_EXERCISE OBJECTIVE_.
Retype the entries exactly; omit all pictures.

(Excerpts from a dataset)
■ ■ ■

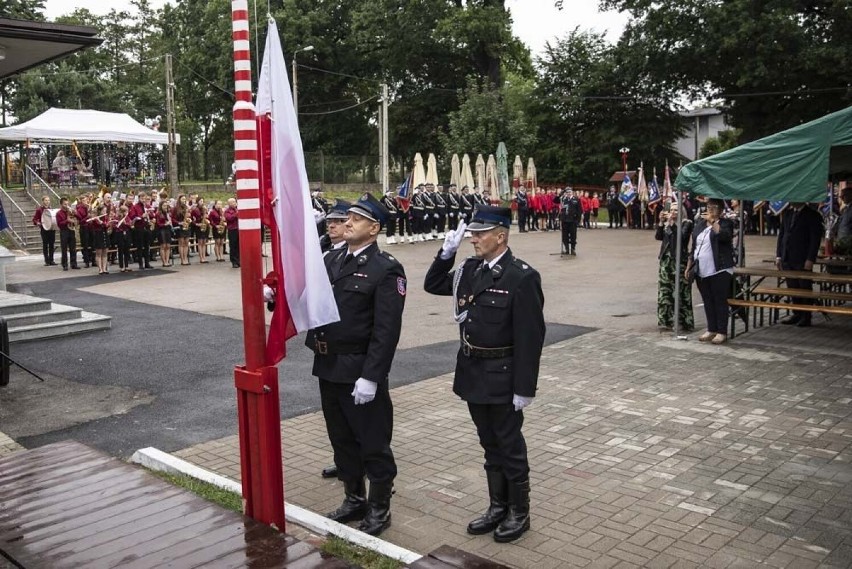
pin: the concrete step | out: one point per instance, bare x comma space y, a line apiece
87, 322
13, 303
57, 312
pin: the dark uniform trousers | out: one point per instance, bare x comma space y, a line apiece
360, 434
48, 244
505, 310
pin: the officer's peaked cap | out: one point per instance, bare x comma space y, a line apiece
487, 217
371, 208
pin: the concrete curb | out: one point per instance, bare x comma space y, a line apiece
158, 460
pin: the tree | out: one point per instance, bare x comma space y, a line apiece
486, 116
774, 64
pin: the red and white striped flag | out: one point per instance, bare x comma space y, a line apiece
308, 293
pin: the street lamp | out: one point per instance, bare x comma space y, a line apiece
296, 81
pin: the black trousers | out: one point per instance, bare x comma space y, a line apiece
714, 292
499, 430
142, 242
123, 240
48, 245
522, 219
569, 234
68, 242
234, 246
390, 231
803, 284
360, 435
405, 224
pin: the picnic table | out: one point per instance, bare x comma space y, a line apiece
752, 296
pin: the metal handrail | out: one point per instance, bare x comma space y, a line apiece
22, 239
43, 183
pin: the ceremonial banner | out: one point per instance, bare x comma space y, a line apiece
627, 193
303, 283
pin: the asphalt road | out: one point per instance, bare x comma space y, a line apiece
161, 376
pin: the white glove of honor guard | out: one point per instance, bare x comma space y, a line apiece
519, 401
365, 391
452, 241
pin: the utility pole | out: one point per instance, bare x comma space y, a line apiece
384, 140
170, 125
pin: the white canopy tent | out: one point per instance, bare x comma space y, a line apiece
84, 126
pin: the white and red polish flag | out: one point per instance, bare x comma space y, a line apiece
296, 250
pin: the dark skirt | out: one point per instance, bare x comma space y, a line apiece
100, 240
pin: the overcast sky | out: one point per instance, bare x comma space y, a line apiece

■ ■ ■

_ANSWER SPACE_.
pin: the concrete step | out: one point per instance, bare x comma space y, a line apiece
87, 322
13, 303
57, 312
pin: the dark uniform trousers | out: one point per instance, bare x comma space y, a line apiece
360, 434
48, 244
505, 310
pin: the officer's peaked cap | out: one point per instance, bare x comma space y, a line apiece
487, 217
371, 208
pin: the concrete curb | out: one point per instance, bare x comma space y, a line apiece
158, 460
pin: the tree | out: one point per instance, bare x comma space y, a line apiece
486, 116
774, 64
pin: the red and white striped flag | out: one point per instance, bare x comma space y, a line apiece
308, 293
pin: the street lamp | out: one point per instance, bare x comma space y, a line apiece
296, 81
pin: the black trousers | out: one point per instance, bare x comma space y, a line apiece
714, 292
499, 430
142, 242
123, 240
48, 245
522, 219
569, 234
68, 242
234, 246
390, 231
803, 284
360, 435
405, 224
pin: the picnic table | out: one point per instance, bare x comma space y, a line apiece
752, 296
pin: the metal handrail | out: one point per instance, bare x comma space y, a line apiece
22, 239
43, 183
pin: the ceremonial banner | out: one point per instance, bare x comma space y, a line apiece
627, 193
303, 283
pin: the asphalt road | out: one point per instance, bare x comma space y, a line apiece
161, 376
pin: the white glove of honor guard | out: one point per instance, bare x comma space y, a line apiece
519, 401
365, 391
452, 241
pin: the utility pole | out: one point per instance, bare x comma space y, a line apiece
384, 140
170, 125
pin: the white canopy tent | out: one point per instance, bare x comma space y, a line apiece
84, 126
pin: the white and red polish flag | out: one point per instance, bare x comma space y, a line apiece
296, 250
pin: the dark skirt | out: one point per instance, bare x comma space y, a line apiece
100, 240
pin: the overcast sky | out: one point per instance, bare x comma space y, a line apiece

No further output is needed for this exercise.